#### THE EXERCISE
Please keep only the lines from the entries below that contain the string "instances". Case matters, so "instances" in other capitalization is not a match.

#### MATERIAL FOR THE TASK
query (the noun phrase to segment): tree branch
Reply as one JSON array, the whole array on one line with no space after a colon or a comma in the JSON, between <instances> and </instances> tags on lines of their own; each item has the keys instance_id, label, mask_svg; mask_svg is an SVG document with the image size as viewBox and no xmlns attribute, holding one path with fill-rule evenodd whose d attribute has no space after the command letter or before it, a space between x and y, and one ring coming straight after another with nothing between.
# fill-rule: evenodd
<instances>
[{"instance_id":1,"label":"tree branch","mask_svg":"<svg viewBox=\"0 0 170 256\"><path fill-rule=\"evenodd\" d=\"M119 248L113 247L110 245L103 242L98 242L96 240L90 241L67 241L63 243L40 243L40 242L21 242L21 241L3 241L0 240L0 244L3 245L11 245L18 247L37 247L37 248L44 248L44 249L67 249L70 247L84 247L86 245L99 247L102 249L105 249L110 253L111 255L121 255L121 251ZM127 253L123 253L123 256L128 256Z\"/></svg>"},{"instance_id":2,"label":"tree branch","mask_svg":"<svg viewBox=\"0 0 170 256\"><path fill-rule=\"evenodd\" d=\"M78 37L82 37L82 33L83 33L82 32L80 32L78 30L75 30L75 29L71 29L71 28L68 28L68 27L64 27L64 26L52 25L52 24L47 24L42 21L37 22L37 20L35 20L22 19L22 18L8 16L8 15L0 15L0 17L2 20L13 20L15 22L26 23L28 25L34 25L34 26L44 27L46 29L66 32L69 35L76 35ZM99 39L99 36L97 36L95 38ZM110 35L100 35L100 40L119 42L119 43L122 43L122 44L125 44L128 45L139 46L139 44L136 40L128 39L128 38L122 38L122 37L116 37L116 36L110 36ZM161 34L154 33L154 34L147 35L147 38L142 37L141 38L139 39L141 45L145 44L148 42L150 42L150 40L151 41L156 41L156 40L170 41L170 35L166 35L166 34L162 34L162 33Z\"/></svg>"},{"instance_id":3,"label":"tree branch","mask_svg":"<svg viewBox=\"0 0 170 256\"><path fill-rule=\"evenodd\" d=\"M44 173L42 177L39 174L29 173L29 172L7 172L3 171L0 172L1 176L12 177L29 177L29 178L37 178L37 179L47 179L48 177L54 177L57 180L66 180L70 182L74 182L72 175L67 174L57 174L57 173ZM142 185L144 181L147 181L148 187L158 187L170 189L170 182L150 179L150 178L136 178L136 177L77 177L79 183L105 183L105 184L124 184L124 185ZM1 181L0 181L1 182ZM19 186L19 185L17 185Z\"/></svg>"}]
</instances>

#### PROBLEM SOLUTION
Reply as one JSON array, the whole array on one line with no space after a colon or a comma in the JSON, between <instances> and </instances> tags on lines of their own; each item has the keys instance_id, label, mask_svg; mask_svg is an SVG document with the image size as viewBox and no xmlns attribute, holding one path with fill-rule evenodd whose d attribute has no space after the command letter or before it, a space between x and y, and one ring coming straight after another with nothing between.
<instances>
</instances>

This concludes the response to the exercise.